» Directions
Could you reproduce every record below exactly as written?
════════
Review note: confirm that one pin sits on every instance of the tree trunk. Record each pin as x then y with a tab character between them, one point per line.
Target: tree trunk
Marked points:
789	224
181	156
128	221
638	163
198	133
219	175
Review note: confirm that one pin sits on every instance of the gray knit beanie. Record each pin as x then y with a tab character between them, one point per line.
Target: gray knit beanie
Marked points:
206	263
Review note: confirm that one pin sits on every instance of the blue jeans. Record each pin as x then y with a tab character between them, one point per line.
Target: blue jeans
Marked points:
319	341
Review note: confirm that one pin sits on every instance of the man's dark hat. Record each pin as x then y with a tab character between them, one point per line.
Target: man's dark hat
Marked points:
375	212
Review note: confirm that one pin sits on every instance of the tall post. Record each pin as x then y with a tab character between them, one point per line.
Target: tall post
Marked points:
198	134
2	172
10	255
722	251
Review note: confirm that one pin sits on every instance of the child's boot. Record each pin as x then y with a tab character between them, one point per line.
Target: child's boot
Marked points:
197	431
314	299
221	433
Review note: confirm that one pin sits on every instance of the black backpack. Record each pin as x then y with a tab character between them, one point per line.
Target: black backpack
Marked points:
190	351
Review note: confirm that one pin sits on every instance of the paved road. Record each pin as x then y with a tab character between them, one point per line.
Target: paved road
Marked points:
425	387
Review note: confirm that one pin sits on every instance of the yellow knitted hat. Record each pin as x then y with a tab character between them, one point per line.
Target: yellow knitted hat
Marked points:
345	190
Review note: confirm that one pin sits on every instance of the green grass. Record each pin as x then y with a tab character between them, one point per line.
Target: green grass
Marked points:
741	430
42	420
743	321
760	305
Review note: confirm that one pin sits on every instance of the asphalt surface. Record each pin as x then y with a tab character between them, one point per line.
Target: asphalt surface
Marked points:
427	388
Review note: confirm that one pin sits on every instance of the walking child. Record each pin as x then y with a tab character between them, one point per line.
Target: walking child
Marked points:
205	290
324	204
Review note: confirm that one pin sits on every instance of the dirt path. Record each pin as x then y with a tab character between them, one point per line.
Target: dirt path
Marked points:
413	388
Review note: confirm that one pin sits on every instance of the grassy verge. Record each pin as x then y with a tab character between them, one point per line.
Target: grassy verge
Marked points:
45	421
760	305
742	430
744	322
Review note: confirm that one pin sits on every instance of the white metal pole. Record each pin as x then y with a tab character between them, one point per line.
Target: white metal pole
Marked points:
════════
» Response box
Review note: confirm that one pin sits on every instance of the tree trunk. Record each pin as x then y with a tab character between them, one point per line.
Target: tree trunk
Marked points:
789	224
181	156
128	221
638	163
198	133
219	175
Review note: confirm that one pin sits on every instance of the gray knit beanie. Record each pin as x then y with a tab character between them, one point per line.
Target: gray knit beanie
Marked points:
206	263
Review note: confirm that one pin sits on every instance of the blue jeans. Record each pin as x then y with a tab character between them, one point per line.
Target: blue jeans
Marked points:
319	341
Review note: confirm that one pin sits on every instance of the man's dark hat. Record each pin as x then y with a tab character between them, one point per line.
Target: man's dark hat
Marked points:
375	212
Review note: confirm that one pin sits on every instance of the tall post. Record each pin as x then y with a tab character between them, one point per line.
Target: tall post
Marked points:
198	134
2	172
10	255
722	251
Review note: confirm that one pin sits on every instance of the child's boot. Record each pin as x then y with a tab character between them, one point per line.
Target: child's boot
Marked points:
197	431
314	299
221	433
Review note: confirm that one pin sits on every instance of the black backpack. Record each pin as x then y with a tab character between them, one point per line.
Target: black backpack
Marked points:
190	351
Review note: confirm that one pin sits on every instance of the paved road. Record each pin as x then y with a tab character between them, one point per line.
Target: paved road
Marked points:
425	387
Review note: confirm that one pin sits on every instance of the yellow knitted hat. Record each pin as x then y with a tab character between them, one point per line.
Target: yellow knitted hat
Marked points:
345	190
Review note: confirm that one pin sits on every instance of the green grass. Record each pin as x then y with a tab character between them, one point per line.
Target: green grass
Marked points:
741	430
42	420
743	321
760	305
Review note: confirm that one pin sits on every instance of the asphalt surface. Record each pin as x then y with a tab character between them, one point per line.
Target: asphalt surface
Marked points:
427	388
Review note: confirm that one pin sits on every instance of the walking child. Record each pin as x then y with a tab character between them, one point per line.
Target: walking child
Marked points:
205	290
324	204
Review note: confirm that one pin sits on every instance of the dirt path. Record each pin as x then y with a tab character between them, one point per line.
Target: dirt path
Marked points:
413	388
Review note: confirm that one pin sits on every instance of the grassy verge. Record each pin as x then y with a tab character between them, one point per line.
Target: grassy verge
Marked points:
45	421
760	305
742	430
744	322
Review note: confirm that one pin sits on every instance of the white metal pole. Record each pin as x then y with a tab character between them, one point per line.
Target: white metal pole
Marked points:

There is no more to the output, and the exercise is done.